**WHAT IS EXPECTED:** Switch "every instance" to "all instances" in the lines from the first one down to the line with "9], [61, 10]]]", and leave everything else unchanged. Return only those lines.

**DATA EXCERPTS:**

+--

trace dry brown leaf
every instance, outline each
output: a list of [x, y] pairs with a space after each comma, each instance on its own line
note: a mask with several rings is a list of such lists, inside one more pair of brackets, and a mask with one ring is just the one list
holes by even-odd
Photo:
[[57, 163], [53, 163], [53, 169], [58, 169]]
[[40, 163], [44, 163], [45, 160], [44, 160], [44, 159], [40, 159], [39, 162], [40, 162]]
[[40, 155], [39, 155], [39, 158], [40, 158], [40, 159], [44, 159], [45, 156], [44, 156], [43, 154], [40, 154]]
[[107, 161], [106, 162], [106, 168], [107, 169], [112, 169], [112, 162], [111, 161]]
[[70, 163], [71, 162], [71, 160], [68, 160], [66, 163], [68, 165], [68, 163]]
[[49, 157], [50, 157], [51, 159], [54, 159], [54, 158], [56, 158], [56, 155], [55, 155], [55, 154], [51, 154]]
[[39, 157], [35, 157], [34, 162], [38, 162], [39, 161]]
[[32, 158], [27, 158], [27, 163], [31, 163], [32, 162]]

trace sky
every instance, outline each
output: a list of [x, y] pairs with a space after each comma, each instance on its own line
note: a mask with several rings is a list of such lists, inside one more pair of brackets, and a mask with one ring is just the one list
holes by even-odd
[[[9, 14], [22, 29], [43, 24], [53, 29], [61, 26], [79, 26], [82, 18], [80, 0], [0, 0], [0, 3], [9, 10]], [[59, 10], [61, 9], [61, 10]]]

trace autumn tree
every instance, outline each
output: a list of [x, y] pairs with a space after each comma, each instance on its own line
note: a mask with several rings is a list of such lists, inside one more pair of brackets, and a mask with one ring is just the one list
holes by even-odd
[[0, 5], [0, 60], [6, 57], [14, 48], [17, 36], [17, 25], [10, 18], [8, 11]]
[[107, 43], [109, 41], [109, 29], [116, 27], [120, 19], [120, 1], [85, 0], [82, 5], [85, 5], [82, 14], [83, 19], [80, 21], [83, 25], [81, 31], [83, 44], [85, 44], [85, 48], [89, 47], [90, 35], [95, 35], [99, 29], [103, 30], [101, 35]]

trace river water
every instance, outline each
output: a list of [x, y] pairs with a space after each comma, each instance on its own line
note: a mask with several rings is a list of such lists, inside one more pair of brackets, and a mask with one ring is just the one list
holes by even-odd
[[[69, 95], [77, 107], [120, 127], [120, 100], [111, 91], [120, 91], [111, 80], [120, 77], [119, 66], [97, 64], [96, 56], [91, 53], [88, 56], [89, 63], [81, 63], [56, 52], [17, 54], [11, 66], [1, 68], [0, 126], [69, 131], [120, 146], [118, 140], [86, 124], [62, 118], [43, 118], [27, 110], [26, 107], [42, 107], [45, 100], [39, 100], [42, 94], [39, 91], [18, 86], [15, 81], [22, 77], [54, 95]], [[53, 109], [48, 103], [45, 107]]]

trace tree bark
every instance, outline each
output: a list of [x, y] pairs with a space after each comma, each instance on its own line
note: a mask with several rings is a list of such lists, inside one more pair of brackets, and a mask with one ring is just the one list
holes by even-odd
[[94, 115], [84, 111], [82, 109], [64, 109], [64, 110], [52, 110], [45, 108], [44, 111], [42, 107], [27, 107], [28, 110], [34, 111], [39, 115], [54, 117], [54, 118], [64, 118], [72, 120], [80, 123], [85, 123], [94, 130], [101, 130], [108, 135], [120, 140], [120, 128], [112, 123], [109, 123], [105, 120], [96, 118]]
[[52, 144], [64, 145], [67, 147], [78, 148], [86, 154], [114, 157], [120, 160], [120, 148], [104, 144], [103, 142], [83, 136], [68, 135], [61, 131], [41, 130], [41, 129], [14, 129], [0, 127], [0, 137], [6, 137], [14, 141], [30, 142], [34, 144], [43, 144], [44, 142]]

+--

**RESULT OF THE EXERCISE:**
trace dry brown leaf
all instances, outline each
output: a list of [x, y] pairs with a space after each comma, each instance on its own line
note: a mask with several rings is a list of such lists, inside one more pair of brackets, and a mask with one ring is just the one list
holes by even-odd
Photo:
[[57, 163], [53, 163], [53, 169], [58, 169]]
[[40, 163], [44, 163], [45, 160], [44, 160], [44, 159], [40, 159], [39, 162], [40, 162]]
[[40, 155], [39, 155], [39, 158], [40, 158], [40, 159], [44, 159], [45, 156], [44, 156], [43, 154], [40, 154]]
[[107, 161], [106, 162], [106, 168], [107, 169], [112, 169], [112, 162], [111, 161]]
[[70, 163], [71, 162], [71, 160], [68, 160], [66, 163], [68, 165], [68, 163]]
[[49, 157], [50, 157], [51, 159], [54, 159], [54, 158], [56, 158], [56, 155], [55, 155], [55, 154], [51, 154]]
[[39, 157], [35, 157], [34, 162], [38, 162], [39, 161]]
[[32, 158], [27, 158], [27, 163], [31, 163], [32, 162]]

trace sky
all instances, outline each
output: a list of [x, y] pairs with a space after each comma, each instance on its own line
note: a mask with several rings is a list of such lists, inside one more pair of brackets, and a mask with one ring is just the one list
holes by even-odd
[[[9, 14], [22, 29], [43, 24], [53, 29], [61, 26], [79, 26], [82, 18], [80, 0], [0, 0], [0, 3], [9, 10]], [[59, 10], [61, 9], [61, 10]]]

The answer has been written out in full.